Data listing →

┄┄┄┄┄┄

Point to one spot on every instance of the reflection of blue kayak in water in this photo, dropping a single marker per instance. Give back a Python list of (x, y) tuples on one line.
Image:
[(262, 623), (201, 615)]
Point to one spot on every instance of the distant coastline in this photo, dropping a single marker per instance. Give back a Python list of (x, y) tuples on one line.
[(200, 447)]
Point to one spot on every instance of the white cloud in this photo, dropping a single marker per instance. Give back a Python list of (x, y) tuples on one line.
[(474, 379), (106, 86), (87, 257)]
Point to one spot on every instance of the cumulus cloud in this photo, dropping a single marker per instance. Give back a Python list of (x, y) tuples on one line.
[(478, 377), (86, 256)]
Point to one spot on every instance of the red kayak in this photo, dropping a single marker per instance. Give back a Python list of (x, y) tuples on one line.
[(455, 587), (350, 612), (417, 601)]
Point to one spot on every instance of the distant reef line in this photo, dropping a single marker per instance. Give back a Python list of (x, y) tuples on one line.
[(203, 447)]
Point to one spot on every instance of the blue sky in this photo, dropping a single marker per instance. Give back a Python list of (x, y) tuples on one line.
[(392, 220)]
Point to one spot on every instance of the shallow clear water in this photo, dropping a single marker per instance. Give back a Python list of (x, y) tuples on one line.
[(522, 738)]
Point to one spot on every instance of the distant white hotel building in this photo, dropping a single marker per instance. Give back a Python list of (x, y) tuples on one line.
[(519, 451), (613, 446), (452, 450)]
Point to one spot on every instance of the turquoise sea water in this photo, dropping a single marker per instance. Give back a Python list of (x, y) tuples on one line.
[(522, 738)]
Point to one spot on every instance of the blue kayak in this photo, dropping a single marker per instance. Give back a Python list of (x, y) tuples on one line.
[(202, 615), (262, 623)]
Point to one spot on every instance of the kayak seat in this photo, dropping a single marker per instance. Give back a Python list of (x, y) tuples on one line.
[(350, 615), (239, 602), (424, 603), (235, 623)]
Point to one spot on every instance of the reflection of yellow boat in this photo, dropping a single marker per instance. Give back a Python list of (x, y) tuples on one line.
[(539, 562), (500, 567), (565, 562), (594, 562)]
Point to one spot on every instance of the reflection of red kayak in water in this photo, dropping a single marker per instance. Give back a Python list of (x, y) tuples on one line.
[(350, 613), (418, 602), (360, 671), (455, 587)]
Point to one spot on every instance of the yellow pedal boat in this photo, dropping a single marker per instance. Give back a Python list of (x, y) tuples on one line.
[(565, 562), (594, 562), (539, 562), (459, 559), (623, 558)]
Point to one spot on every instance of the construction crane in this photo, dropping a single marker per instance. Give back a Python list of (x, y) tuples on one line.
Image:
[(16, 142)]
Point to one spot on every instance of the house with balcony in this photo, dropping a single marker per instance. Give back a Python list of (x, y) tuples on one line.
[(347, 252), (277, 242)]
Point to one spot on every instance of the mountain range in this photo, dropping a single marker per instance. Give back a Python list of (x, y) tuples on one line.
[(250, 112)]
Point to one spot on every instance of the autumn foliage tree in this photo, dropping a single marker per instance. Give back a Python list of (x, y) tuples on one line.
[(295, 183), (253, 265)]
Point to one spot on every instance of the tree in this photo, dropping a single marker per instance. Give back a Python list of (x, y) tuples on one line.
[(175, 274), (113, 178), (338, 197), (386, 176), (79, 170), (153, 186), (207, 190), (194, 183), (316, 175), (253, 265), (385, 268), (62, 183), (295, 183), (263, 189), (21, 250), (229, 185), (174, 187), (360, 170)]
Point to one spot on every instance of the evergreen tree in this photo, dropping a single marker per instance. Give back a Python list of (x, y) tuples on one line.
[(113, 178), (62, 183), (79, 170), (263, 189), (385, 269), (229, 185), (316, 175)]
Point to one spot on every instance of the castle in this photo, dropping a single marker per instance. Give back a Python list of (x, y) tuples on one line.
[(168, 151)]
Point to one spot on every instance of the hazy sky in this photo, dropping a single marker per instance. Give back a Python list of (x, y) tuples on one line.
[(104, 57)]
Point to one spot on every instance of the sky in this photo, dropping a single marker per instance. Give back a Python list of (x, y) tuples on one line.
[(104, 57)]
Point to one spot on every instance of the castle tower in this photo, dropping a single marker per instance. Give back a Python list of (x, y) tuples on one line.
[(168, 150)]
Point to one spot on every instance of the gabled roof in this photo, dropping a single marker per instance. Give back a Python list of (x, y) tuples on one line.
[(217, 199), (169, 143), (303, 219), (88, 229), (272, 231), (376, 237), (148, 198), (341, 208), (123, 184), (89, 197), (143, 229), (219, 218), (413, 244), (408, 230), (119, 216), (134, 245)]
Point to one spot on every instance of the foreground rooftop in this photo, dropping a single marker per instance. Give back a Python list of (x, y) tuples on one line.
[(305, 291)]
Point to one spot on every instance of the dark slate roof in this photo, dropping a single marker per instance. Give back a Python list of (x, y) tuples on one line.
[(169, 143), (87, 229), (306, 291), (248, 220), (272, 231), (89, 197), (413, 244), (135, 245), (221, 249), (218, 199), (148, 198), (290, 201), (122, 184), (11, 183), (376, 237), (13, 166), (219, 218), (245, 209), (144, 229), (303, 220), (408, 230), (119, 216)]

┄┄┄┄┄┄

EXERCISE → Reproduce everything from the line containing "Point to one spot on every instance of the mountain" down to the line containing "185), (316, 175)]", swapping "autumn foliage tree" for "deciduous tree" and leaving all else unchanged.

EXERCISE RESULT →
Point to one spot on every instance of the mountain range in this photo, dropping a single marker per instance. Give back a Python list of (x, y) tuples on one line.
[(250, 112)]
Point to one spot on every instance of the deciduous tree in this photo, dropping a single marker per instance. Give back a Python list of (x, y) tuples on one line.
[(295, 183), (253, 265)]
Point to one spot on every instance of the tree in this photo, dropping a single marker per instance. Give back a Python list of (x, y) tuples on one line.
[(175, 274), (113, 178), (338, 197), (386, 176), (79, 170), (153, 186), (207, 190), (194, 183), (316, 175), (253, 265), (385, 268), (62, 183), (295, 183), (263, 189), (21, 250), (229, 185), (174, 187), (360, 170)]
Point to one spot on every instance of the evergreen tree in this photo, dropping a single marker per instance. Give back a Python list of (x, y) tuples on one line.
[(113, 178), (62, 183), (79, 170), (263, 189), (385, 269), (229, 185), (316, 175)]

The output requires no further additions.